### Brief
Return all entries below exactly. Skip nothing.

######

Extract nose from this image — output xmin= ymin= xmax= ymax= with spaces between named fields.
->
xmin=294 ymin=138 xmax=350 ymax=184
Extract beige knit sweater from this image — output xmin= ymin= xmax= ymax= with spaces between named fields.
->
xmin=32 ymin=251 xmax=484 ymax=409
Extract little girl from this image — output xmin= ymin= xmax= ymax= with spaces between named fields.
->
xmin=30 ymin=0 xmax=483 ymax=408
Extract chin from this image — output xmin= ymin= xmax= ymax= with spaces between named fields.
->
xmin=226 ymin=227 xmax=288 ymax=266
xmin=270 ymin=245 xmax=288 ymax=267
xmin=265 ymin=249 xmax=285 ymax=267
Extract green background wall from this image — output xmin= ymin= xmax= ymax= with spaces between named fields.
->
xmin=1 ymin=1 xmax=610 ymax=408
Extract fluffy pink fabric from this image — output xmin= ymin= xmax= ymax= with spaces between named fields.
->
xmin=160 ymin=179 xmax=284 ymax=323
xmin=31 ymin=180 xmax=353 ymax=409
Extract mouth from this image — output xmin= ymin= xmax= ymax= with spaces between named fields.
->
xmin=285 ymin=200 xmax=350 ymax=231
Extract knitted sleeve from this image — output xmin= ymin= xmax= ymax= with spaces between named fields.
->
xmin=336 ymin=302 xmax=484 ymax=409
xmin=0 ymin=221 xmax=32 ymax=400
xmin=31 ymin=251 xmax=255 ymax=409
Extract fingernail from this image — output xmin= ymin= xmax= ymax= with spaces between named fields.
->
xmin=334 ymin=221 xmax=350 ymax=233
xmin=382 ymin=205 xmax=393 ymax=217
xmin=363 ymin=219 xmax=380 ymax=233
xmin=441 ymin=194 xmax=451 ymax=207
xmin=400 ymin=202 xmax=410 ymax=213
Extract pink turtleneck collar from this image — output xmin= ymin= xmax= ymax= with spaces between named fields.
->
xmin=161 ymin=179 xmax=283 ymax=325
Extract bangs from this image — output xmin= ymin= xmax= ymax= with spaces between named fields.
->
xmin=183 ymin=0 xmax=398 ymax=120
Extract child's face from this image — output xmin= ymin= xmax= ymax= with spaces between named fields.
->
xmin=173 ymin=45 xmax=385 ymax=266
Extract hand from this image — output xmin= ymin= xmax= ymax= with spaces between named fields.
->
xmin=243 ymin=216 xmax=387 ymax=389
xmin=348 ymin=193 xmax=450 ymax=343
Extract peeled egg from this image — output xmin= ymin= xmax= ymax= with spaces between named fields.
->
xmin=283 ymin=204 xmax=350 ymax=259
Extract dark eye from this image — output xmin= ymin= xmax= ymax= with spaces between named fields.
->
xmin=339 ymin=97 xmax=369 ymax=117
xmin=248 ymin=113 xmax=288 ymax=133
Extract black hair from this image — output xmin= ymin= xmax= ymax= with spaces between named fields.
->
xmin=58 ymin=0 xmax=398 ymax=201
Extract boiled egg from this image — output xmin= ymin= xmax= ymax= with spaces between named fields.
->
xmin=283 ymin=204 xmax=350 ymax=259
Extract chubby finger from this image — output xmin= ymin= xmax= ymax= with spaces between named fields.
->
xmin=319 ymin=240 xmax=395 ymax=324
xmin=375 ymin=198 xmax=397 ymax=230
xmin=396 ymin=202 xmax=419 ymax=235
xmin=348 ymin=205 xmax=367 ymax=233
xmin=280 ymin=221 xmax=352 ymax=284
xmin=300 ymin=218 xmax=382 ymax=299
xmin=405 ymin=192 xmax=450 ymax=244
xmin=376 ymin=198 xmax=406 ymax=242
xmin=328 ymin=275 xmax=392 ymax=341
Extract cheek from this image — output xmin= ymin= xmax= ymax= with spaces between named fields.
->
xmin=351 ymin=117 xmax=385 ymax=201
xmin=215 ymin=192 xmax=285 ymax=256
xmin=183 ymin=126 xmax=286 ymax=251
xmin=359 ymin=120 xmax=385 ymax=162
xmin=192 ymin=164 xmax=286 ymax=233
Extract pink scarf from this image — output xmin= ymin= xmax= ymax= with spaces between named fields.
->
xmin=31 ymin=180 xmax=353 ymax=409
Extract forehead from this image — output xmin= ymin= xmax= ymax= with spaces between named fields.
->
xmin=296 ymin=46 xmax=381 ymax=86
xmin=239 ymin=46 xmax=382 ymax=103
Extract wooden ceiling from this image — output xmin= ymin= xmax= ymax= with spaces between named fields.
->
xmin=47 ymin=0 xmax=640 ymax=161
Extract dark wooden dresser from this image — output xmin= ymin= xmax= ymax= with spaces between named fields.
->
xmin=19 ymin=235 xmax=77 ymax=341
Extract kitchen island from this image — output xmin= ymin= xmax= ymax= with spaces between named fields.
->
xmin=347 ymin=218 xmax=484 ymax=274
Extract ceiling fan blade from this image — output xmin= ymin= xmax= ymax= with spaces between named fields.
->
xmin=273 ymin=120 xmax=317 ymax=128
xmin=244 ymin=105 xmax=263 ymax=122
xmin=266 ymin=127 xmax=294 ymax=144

######

### Result for this task
Extract nose from this image — output xmin= ymin= xmax= ymax= with spaces between named fields.
->
xmin=294 ymin=138 xmax=350 ymax=184
Extract beige knit sweater from this image — output xmin= ymin= xmax= ymax= with spaces between named fields.
->
xmin=32 ymin=251 xmax=484 ymax=409
Extract little girl from this image — output xmin= ymin= xmax= ymax= with spaces between named fields.
->
xmin=30 ymin=0 xmax=483 ymax=408
Extract chin from this image — output xmin= ymin= xmax= ymax= with spaces between named fields.
->
xmin=226 ymin=227 xmax=288 ymax=266
xmin=270 ymin=245 xmax=288 ymax=267
xmin=265 ymin=249 xmax=285 ymax=267
Extract green background wall from this image — output xmin= ymin= xmax= ymax= with spaces between named fields.
->
xmin=1 ymin=1 xmax=610 ymax=408
Extract fluffy pink fabric from this image — output xmin= ymin= xmax= ymax= with spaces between named fields.
->
xmin=160 ymin=179 xmax=284 ymax=323
xmin=31 ymin=180 xmax=353 ymax=409
Extract mouth from this image — output xmin= ymin= xmax= ymax= with spaces between named fields.
->
xmin=285 ymin=200 xmax=350 ymax=231
Extract knitted sleeve from this image — output xmin= ymin= xmax= ymax= with spaces between named fields.
->
xmin=336 ymin=302 xmax=484 ymax=409
xmin=0 ymin=221 xmax=32 ymax=400
xmin=31 ymin=251 xmax=255 ymax=409
Extract fingernail from this image — output xmin= ymin= xmax= ymax= with spaces between named fields.
->
xmin=334 ymin=221 xmax=350 ymax=233
xmin=382 ymin=205 xmax=393 ymax=217
xmin=363 ymin=219 xmax=380 ymax=233
xmin=441 ymin=194 xmax=451 ymax=207
xmin=400 ymin=202 xmax=410 ymax=213
Extract pink turtleneck collar from this image — output xmin= ymin= xmax= ymax= with spaces between named fields.
->
xmin=161 ymin=179 xmax=283 ymax=325
Extract bangs from this image — output xmin= ymin= xmax= ymax= with spaces between named fields.
->
xmin=183 ymin=0 xmax=398 ymax=120
Extract child's face from this image — output xmin= ymin= xmax= ymax= with spaces between named fields.
->
xmin=173 ymin=45 xmax=385 ymax=266
Extract hand from this image — output xmin= ymin= xmax= ymax= with spaces between named fields.
->
xmin=243 ymin=216 xmax=387 ymax=389
xmin=348 ymin=193 xmax=450 ymax=343
Extract peeled egg from this image — output xmin= ymin= xmax= ymax= with spaces between named fields.
->
xmin=283 ymin=204 xmax=350 ymax=259
Extract dark eye from this image — output xmin= ymin= xmax= ymax= with spaces between named fields.
->
xmin=339 ymin=97 xmax=369 ymax=117
xmin=248 ymin=113 xmax=288 ymax=133
Extract black hair from this image — output xmin= ymin= xmax= ymax= with spaces between named fields.
->
xmin=58 ymin=0 xmax=398 ymax=201
Extract boiled egg from this image — output xmin= ymin= xmax= ymax= with spaces between named fields.
->
xmin=283 ymin=204 xmax=350 ymax=259
Extract chubby finger from this image — output xmin= ymin= xmax= ymax= with spaces between named fields.
->
xmin=319 ymin=240 xmax=395 ymax=324
xmin=375 ymin=198 xmax=397 ymax=230
xmin=396 ymin=202 xmax=419 ymax=235
xmin=348 ymin=205 xmax=367 ymax=233
xmin=280 ymin=221 xmax=352 ymax=284
xmin=300 ymin=218 xmax=382 ymax=299
xmin=405 ymin=192 xmax=450 ymax=244
xmin=376 ymin=198 xmax=406 ymax=242
xmin=328 ymin=275 xmax=392 ymax=341
Extract cheek from this image — output xmin= ymin= xmax= ymax= with spaces between named fields.
->
xmin=351 ymin=117 xmax=385 ymax=201
xmin=215 ymin=192 xmax=285 ymax=256
xmin=183 ymin=126 xmax=286 ymax=251
xmin=359 ymin=120 xmax=385 ymax=162
xmin=192 ymin=164 xmax=286 ymax=233
Extract pink scarf from this image — output xmin= ymin= xmax= ymax= with spaces between named fields.
->
xmin=31 ymin=180 xmax=353 ymax=409
Extract forehead from this image — output xmin= ymin= xmax= ymax= with spaces between named fields.
->
xmin=296 ymin=46 xmax=381 ymax=86
xmin=239 ymin=46 xmax=382 ymax=103
Extract wooden ceiling from this image — output xmin= ymin= xmax= ymax= with spaces between named fields.
->
xmin=47 ymin=0 xmax=640 ymax=161
Extract dark wooden dresser from this image — output xmin= ymin= xmax= ymax= with spaces between named fields.
->
xmin=19 ymin=235 xmax=77 ymax=341
Extract kitchen island from this image — output xmin= ymin= xmax= ymax= with spaces between named fields.
->
xmin=347 ymin=218 xmax=484 ymax=274
Extract ceiling fan blade from this image — output xmin= ymin= xmax= ymax= with spaces between named fields.
->
xmin=273 ymin=120 xmax=317 ymax=128
xmin=244 ymin=105 xmax=263 ymax=122
xmin=266 ymin=127 xmax=294 ymax=144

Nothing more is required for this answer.